— Start of MATERIAL SUPPLIED —
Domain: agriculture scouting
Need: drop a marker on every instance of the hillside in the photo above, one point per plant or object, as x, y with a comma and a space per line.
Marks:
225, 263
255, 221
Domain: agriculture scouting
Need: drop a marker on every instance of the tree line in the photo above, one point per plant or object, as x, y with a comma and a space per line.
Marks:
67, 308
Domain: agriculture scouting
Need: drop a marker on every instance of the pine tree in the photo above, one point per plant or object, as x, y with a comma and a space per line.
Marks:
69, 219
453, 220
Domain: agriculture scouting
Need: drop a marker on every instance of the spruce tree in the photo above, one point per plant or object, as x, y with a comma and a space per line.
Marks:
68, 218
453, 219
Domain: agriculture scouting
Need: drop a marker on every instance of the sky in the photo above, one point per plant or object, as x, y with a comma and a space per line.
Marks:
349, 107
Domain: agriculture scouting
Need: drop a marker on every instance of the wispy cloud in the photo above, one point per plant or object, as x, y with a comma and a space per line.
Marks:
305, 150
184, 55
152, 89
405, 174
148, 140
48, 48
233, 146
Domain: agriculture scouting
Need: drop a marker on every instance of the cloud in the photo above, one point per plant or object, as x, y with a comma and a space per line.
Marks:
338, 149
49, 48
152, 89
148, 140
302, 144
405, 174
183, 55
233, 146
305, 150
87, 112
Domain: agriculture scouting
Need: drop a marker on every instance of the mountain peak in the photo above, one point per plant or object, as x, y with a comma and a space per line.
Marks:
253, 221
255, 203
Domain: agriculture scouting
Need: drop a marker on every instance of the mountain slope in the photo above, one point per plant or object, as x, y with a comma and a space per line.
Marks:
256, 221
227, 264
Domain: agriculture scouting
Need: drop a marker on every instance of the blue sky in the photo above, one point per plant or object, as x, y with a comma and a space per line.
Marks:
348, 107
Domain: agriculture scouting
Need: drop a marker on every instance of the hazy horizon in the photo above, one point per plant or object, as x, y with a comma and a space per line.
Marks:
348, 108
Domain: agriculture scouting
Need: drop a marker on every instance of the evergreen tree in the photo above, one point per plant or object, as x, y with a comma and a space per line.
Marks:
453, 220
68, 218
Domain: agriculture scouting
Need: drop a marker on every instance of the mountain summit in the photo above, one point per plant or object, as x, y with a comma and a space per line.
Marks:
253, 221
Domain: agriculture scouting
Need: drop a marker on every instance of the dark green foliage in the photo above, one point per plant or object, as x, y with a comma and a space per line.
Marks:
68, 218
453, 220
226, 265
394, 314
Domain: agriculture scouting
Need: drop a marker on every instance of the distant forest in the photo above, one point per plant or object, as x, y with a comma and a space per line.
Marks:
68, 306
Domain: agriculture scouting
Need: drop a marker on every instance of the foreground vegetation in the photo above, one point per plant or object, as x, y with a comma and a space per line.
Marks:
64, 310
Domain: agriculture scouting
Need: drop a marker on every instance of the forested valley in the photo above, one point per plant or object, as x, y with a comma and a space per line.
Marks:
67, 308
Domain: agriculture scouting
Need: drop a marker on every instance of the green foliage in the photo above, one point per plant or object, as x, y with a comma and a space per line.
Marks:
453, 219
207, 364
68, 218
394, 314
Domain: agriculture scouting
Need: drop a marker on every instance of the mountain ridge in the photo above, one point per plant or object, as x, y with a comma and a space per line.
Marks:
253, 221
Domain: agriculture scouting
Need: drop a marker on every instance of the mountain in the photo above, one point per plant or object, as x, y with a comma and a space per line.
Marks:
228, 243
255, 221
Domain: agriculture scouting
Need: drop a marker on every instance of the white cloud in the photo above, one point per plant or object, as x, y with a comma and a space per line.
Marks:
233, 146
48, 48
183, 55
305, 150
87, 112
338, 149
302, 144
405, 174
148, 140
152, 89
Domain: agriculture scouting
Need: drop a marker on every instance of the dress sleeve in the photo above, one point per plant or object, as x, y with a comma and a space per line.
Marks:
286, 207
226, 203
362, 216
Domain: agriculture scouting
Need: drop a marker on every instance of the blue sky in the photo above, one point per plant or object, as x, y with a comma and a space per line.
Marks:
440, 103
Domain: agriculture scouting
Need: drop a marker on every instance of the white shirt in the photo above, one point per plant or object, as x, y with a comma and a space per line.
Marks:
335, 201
— End of MATERIAL SUPPLIED —
SHORT EXERCISE = List each line above that contains the word "white". Case counts.

WRITTEN SOLUTION =
Need: drop a marker on every instance of the white cloud in the photo above, one point per plant or object, as x, y with a comma and a space per line.
Need: drop a marker on every instance of the white shirt in the photo above, one point per plant or object, as x, y with a comma and a space per line.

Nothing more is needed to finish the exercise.